*Set problem*
Which lines of the material contain the string "target"? Pick out and copy each of those lines, treating uppercase and lowercase as different.
--- BEGIN Data for this task ---
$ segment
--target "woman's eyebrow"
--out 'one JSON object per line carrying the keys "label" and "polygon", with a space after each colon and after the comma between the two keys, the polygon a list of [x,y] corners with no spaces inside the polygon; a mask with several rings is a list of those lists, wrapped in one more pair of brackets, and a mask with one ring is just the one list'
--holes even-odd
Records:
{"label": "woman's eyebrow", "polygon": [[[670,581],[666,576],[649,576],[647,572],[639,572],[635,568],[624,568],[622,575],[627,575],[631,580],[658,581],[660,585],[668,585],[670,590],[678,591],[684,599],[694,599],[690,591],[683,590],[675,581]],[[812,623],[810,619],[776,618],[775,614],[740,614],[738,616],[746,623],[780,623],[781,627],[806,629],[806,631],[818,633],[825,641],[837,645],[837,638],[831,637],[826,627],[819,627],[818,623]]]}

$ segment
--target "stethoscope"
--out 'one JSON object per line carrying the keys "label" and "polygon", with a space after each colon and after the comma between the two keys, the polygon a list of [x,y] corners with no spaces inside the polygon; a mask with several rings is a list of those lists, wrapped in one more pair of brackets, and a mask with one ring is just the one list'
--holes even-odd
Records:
--- END Data for this task ---
*Correct response*
--target "woman's eyebrow"
--target "stethoscope"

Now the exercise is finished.